Exercise brief: If any record holds an image, omit the image and print the rest exactly.

Supplied material:
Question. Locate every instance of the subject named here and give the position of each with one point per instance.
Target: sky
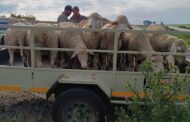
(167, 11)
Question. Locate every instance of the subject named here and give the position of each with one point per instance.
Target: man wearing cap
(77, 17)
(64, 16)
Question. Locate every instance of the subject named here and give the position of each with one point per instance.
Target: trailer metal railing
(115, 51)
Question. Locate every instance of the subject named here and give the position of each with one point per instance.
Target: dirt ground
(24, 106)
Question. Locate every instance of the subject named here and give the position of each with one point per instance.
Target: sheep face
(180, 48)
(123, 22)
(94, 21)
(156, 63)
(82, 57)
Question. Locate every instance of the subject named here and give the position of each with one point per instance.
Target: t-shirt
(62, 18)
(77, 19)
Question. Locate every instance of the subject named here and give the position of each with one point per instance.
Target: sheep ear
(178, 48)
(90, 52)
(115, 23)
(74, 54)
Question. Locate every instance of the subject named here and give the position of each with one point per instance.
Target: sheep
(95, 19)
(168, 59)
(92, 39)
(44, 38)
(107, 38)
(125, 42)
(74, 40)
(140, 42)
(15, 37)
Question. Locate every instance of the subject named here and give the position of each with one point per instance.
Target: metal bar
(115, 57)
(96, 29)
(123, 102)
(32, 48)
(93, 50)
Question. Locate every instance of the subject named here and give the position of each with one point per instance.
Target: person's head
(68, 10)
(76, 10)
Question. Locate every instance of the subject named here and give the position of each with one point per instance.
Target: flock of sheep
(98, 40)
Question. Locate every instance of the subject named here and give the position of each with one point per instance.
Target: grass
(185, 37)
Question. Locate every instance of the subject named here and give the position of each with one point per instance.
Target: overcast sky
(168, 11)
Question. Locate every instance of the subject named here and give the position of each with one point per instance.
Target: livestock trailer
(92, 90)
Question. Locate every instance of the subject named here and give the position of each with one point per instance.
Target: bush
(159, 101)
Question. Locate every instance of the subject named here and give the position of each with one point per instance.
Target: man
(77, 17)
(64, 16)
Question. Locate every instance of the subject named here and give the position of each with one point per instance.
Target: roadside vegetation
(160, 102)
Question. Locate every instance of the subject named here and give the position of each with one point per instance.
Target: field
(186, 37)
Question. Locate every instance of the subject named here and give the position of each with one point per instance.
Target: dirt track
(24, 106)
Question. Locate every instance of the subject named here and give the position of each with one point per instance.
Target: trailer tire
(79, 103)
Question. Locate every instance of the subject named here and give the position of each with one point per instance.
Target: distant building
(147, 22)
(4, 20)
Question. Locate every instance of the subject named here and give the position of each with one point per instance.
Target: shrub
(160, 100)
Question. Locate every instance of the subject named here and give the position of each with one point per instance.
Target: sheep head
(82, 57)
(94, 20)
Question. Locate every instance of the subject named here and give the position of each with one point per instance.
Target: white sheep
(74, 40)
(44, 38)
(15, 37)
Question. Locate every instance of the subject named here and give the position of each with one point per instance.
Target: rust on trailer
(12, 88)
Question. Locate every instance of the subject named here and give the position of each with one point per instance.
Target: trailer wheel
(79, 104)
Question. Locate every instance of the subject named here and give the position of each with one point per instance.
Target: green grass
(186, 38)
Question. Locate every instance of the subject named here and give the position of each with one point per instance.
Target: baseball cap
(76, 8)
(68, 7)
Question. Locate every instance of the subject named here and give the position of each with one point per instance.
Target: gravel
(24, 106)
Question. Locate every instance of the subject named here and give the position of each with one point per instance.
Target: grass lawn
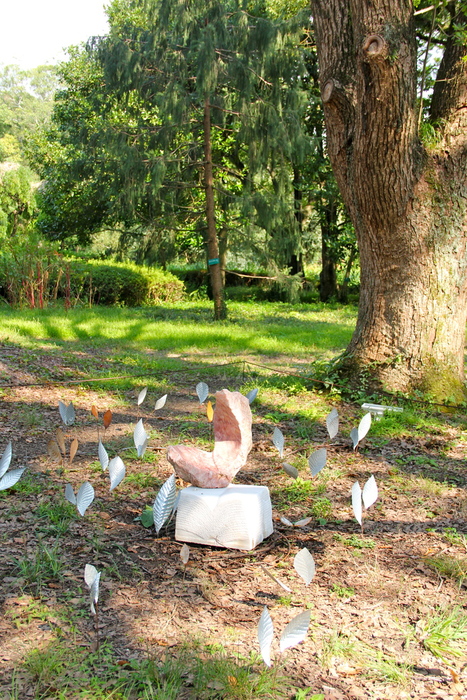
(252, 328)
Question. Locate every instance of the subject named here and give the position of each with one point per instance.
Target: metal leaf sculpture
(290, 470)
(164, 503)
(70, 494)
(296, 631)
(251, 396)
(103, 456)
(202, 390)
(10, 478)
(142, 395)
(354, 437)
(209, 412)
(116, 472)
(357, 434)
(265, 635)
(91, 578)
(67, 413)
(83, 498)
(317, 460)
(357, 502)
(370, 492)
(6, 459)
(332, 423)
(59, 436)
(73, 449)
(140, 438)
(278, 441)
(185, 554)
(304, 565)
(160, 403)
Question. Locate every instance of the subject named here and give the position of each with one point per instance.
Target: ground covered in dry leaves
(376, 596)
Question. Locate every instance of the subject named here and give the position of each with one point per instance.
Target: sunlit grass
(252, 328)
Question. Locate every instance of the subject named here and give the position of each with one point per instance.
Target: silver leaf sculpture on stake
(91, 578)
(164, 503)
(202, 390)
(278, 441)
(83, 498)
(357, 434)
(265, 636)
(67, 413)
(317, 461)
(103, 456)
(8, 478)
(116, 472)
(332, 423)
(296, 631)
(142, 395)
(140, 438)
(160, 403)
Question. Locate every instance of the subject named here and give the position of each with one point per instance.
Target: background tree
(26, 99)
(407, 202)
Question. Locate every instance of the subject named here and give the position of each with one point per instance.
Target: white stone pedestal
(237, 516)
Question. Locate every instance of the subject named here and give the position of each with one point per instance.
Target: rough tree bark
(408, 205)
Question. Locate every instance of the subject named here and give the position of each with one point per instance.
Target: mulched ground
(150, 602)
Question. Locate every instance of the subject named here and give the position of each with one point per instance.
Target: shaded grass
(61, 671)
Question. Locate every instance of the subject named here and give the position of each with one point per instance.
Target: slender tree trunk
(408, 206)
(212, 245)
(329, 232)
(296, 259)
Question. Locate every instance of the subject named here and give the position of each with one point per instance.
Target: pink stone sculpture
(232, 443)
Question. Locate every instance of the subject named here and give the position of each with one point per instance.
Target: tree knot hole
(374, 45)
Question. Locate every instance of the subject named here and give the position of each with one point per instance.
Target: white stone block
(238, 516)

Solved problem:
Question. Locate every instance of the subject named here and give the position of each with one point per instance.
Target: sky
(167, 11)
Question. Locate every instance of the subject named here and give the position of each with one point per instance.
Target: man wearing cap
(77, 17)
(64, 16)
Question. Locate every instance of the subject named here and give the position of each with one point per instance.
Target: trailer metal railing
(115, 51)
Question. Locate every instance of the subject named here and give the position of each with one point per instance.
Target: dirt ground
(24, 106)
Question. Locate every instance of the subject named here and give the position of each with one point per instance.
Target: sheep face
(180, 48)
(123, 22)
(94, 21)
(156, 63)
(82, 57)
Question. Locate every instance of the subject named here and give the position of each with one point per instance.
Target: t-shirt
(62, 18)
(77, 19)
Question. Locate every instance of the subject named here and give the position of each with one point per instance.
Target: sheep ear
(178, 48)
(90, 52)
(115, 23)
(74, 54)
Question. Locate every instance of the subject named here and give the position of each with one point per instance.
Target: sheep
(95, 19)
(168, 59)
(92, 39)
(44, 38)
(107, 38)
(125, 42)
(74, 40)
(140, 42)
(15, 37)
Question. Locate every instance of the subject named here and give the position of each with one point per instance.
Target: metal bar
(115, 57)
(96, 29)
(123, 102)
(32, 48)
(93, 50)
Question. Locate every instance of the subject named here and give the position of each with one point per instance.
Target: person's head
(68, 10)
(76, 10)
Question. Locate every instance of the subject named here and give the position of each with one point per instance.
Target: flock of sheep
(98, 40)
Question. Locate every instance of the subject named here and give the position of each with one point per instance.
Target: grass
(185, 37)
Question. Locate every instance of the subject named here and give the position of each with one point per instance.
Target: overcast sky
(168, 11)
Question. Locate every instance of the subject named here and give the position of each with one point per instance.
Target: livestock trailer
(92, 90)
Question. Locate every instance of the subject named here and give the position of each with one point per instance.
Target: bush
(159, 101)
Question. Locate every instance of the subject named here and give the position of each with one point per instance.
Target: man
(77, 17)
(64, 16)
Question. Locate every instance of the subject named here and give the position of each with one point per instance.
Target: roadside vegetation
(160, 102)
Question. Locate every instance of the subject named here and give the position of each with one point per instance.
Target: field
(186, 37)
Question. Locate every instance of the subject named here and give the position of each with one point per instance.
Target: dirt track
(24, 106)
Question. Locate every instance of the subject named here and give the position of each with one point per instance.
Target: trailer tire
(79, 103)
Question. Locate every instance of the subject named here and give the position of each with one point per instance.
Target: distant building
(147, 22)
(4, 20)
Question. Locate every instance of the subject named here and give the position of each with one point per instance.
Target: shrub
(160, 100)
Question. Locate every instance of the subject named here and give the position of each with one point per instance.
Target: sheep head
(82, 57)
(94, 20)
Question. Locate every instance of the subject named here and give the position of each with one point per instance.
Target: white sheep
(74, 40)
(44, 38)
(15, 37)
Question. Locate every instance of the subject named here and give the position of each with one point per instance.
Target: rust on trailer
(12, 88)
Question. Locate every instance of the subject named here and give the position of each with one point per instance.
Target: trailer wheel
(79, 104)
Question. Locate every instance of the subject named here and give the position of each with one point per instance.
Target: green grass
(186, 38)
Question. Locate every instance of the subject named here and give the position of each with one point per instance.
Target: baseball cap
(76, 8)
(68, 7)
Question. Locate every instance of the subject named here and give the position of each with one point per instance.
Target: gravel
(24, 106)
Question. Locate every instance of the subject named here and give the position of each with one point per instance.
Target: grass lawn
(252, 328)
Question. Locate every instance of the subject named here and give the position of each with one point per instance.
Target: metal leaf sculpture
(290, 470)
(164, 503)
(70, 494)
(296, 631)
(251, 396)
(103, 456)
(202, 390)
(10, 478)
(142, 395)
(354, 437)
(209, 412)
(116, 472)
(357, 434)
(265, 635)
(91, 578)
(67, 413)
(83, 498)
(317, 460)
(357, 502)
(370, 492)
(6, 459)
(332, 423)
(59, 436)
(73, 449)
(140, 438)
(278, 441)
(185, 554)
(304, 565)
(160, 403)
Question. Locate every instance of the subject named here and give the position of each with one point per instance.
Target: ground covered in dry leaves
(376, 596)
Question. Locate every instance of the subject named here and give the position of each with one point per instance.
Target: sunlit grass
(252, 328)
Question. Locate every instance of the subject named here and give the position of each with one point per instance.
Target: silver leaf sculpture on stake
(91, 578)
(164, 503)
(202, 390)
(278, 441)
(83, 498)
(357, 434)
(265, 636)
(67, 413)
(317, 461)
(103, 456)
(8, 478)
(116, 472)
(332, 423)
(296, 631)
(142, 395)
(140, 438)
(160, 403)
Question. Locate every instance of the subject named here and give the position of each with one point per instance.
Target: background tree
(26, 99)
(407, 202)
Question. Locate every instance of the subject named here and give the position of each with one point per instance.
Target: white stone pedestal
(237, 516)
Question. Locate every instance of the subject named here and give the position of each with one point per instance.
Target: rough tree bark
(408, 205)
Question. Locate every instance of the subject named here and give the position of each with one point per instance.
Target: mulched ground
(150, 602)
Question. Locate every instance of the subject named here and give the position of each with one point per instance.
Target: shaded grass
(61, 671)
Question. Locate every instance of the subject named here and give the position of each with one point per instance.
Target: slender tree trunk
(408, 206)
(212, 245)
(329, 232)
(296, 259)
Question. Locate every instance of the subject named here and give the position of each with one point per instance.
Target: pink stone sculpture
(232, 443)
Question. Locate every instance of the subject named here and give the position of each with one point per instance.
Target: tree knot hole
(374, 45)
Question. Locate every instance of the subject named here and give the position of each with one point per instance.
Target: white stone block
(238, 516)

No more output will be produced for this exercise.